**GIVEN EXERCISE**
Count the lines in the items below that contain the word "gravel". Reply with that number only.

**Dataset entries**
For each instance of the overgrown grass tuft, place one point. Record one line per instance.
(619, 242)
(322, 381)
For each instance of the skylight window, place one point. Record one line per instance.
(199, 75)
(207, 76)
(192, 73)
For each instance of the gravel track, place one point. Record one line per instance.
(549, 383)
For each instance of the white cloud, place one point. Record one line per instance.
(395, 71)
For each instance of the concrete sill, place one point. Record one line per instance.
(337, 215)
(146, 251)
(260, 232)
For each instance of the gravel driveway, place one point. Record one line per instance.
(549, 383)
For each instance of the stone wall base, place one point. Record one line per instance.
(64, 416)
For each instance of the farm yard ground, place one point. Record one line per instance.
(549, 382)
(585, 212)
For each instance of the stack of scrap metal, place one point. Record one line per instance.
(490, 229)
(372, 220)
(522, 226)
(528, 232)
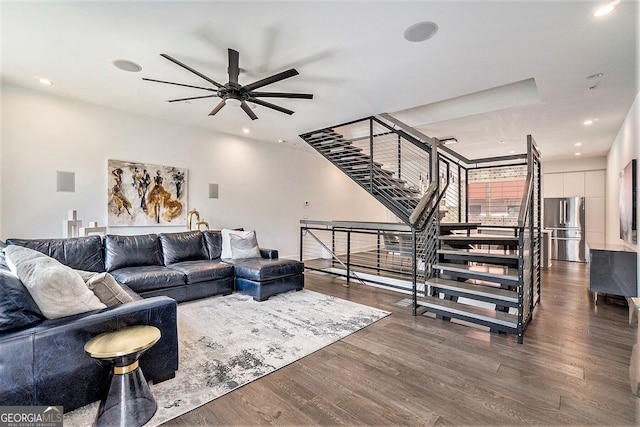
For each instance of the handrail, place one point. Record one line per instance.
(524, 204)
(418, 212)
(364, 225)
(532, 151)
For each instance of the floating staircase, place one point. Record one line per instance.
(490, 280)
(477, 281)
(375, 177)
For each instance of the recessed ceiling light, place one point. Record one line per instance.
(606, 9)
(595, 76)
(421, 31)
(126, 65)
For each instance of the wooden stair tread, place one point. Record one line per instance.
(471, 311)
(484, 271)
(475, 290)
(448, 226)
(478, 239)
(484, 253)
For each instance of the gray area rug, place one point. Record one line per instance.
(226, 342)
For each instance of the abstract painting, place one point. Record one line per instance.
(141, 194)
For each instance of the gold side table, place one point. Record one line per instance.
(129, 401)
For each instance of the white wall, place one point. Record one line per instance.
(584, 177)
(625, 147)
(262, 186)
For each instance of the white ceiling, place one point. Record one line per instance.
(352, 56)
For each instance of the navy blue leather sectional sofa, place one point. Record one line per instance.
(42, 361)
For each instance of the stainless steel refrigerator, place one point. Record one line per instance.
(564, 218)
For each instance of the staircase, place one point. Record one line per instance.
(477, 281)
(376, 178)
(489, 280)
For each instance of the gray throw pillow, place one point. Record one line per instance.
(58, 290)
(244, 245)
(106, 288)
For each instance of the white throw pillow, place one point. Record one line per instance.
(244, 246)
(58, 290)
(226, 241)
(105, 287)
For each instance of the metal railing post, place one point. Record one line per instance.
(371, 155)
(348, 258)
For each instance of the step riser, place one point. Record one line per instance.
(485, 259)
(479, 276)
(463, 294)
(455, 315)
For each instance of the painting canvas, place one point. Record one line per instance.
(143, 195)
(628, 208)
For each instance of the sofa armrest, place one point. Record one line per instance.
(269, 253)
(80, 379)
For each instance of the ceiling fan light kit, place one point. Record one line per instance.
(233, 93)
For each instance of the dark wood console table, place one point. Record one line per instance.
(612, 270)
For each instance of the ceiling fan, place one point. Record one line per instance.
(233, 92)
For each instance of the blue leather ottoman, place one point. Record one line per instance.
(264, 277)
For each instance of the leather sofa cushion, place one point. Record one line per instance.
(17, 308)
(261, 269)
(149, 277)
(185, 246)
(79, 253)
(213, 239)
(131, 251)
(203, 271)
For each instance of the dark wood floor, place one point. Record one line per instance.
(571, 369)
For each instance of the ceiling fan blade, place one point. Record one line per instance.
(281, 95)
(179, 84)
(193, 97)
(234, 68)
(248, 110)
(186, 67)
(272, 79)
(218, 108)
(270, 105)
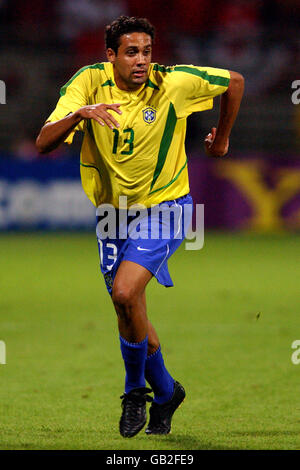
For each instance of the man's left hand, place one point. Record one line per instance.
(213, 148)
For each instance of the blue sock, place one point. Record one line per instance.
(134, 356)
(159, 378)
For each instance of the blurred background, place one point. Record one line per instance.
(257, 187)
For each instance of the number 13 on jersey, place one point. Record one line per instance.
(128, 139)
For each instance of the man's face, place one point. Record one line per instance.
(132, 61)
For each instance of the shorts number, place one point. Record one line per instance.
(129, 140)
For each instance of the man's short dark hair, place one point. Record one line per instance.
(126, 25)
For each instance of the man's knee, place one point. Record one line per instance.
(124, 298)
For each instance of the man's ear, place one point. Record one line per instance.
(111, 55)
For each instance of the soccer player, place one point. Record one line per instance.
(133, 113)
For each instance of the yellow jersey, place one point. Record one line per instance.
(144, 159)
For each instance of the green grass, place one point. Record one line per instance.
(226, 330)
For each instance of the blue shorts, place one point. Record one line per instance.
(147, 237)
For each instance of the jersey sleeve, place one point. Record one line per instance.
(192, 89)
(73, 95)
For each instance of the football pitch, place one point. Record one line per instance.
(226, 330)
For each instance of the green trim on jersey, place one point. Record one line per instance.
(95, 66)
(165, 143)
(162, 68)
(212, 79)
(90, 166)
(151, 84)
(108, 82)
(172, 180)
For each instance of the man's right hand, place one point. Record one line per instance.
(53, 134)
(99, 113)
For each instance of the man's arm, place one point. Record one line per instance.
(53, 134)
(217, 142)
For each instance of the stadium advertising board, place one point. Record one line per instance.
(238, 194)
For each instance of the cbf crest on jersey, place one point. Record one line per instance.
(149, 115)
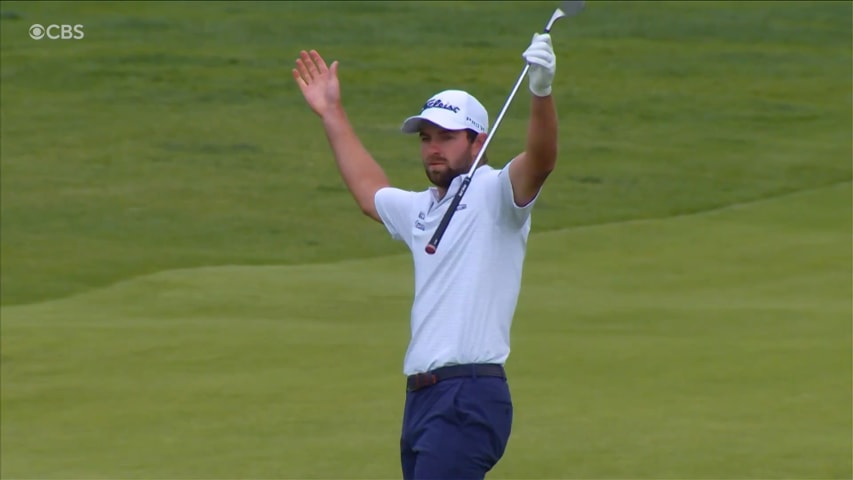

**ANSWER**
2